Trecho do documento —

※ ※ ※

Um amigo chamado Zé
Na verdade nossos
caminhos só se cruzaram na segunda série ginasial (hoje 6° série), depois de
nossa passagem frustrada por uma escola da elite da cidade. Nos encontramos no
Trajano, ele era uma pessoa muito simples, filho de um motorista e dona de
casa, era ruivo, usava óculos com a lente esverdeada, alto, magro e, se fosse
nos dias atuais, sofreria bullying severo dos companheiros de classe. Mas nós
dois nos demos muito bem, desde sempre, estudávamos juntos, almoçávamos juntos, frequentávamos
as casas nossas.
Seus pais sempre lhe aconselharam a conhecer ambientes que lhe
ajudassem em seu desenvolvimento e talvez, por meus pais serem professores, na
época que professor era autoridade, ele conversava com eles, lia o Estadão lá
em casa, fuçava na nossa biblioteca, vasculhando livros. Com nossos quatorze
anos fizemos uma revolução na escola, com total apoio do nosso diretor,
programamos inúmeras excursões para lugares interessantes com os colegas e
monitorados por professores, mas éramos nós dois que organizávamos, entravamos
em contato com os locais, contratávamos ônibus, recolhíamos o dinheiro,
pagávamos. Foram inúmeras, e a parceria funcionava pois eu me atirava na
frente, divulgando, pedindo, e ele controlava, cuidava das finanças.

※ ※ ※

Dados coletados —

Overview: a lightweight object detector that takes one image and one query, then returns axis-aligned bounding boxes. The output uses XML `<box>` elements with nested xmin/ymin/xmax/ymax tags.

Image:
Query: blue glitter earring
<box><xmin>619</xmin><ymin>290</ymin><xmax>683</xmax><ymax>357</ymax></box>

※ ※ ※

O que fazer —
A: Reproduza o trecho do relato sobre o amigo Zé começando em "Seus pais sempre" e terminando em "cuidava das finanças.".
B: Segundo o relato sobre o amigo Zé, de que ele se encarregava na parceria que organizava as excursões?

Lista de respostas —
A:
Seus pais sempre lhe aconselharam a conhecer ambientes que lhe
ajudassem em seu desenvolvimento e talvez, por meus pais serem professores, na
época que professor era autoridade, ele conversava com eles, lia o Estadão lá
em casa, fuçava na nossa biblioteca, vasculhando livros. Com nossos quatorze
anos fizemos uma revolução na escola, com total apoio do nosso diretor,
programamos inúmeras excursões para lugares interessantes com os colegas e
monitorados por professores, mas éramos nós dois que organizávamos, entravamos
em contato com os locais, contratávamos ônibus, recolhíamos o dinheiro,
pagávamos. Foram inúmeras, e a parceria funcionava pois eu me atirava na
frente, divulgando, pedindo, e ele controlava, cuidava das finanças.

B: Ele controlava e cuidava das finanças.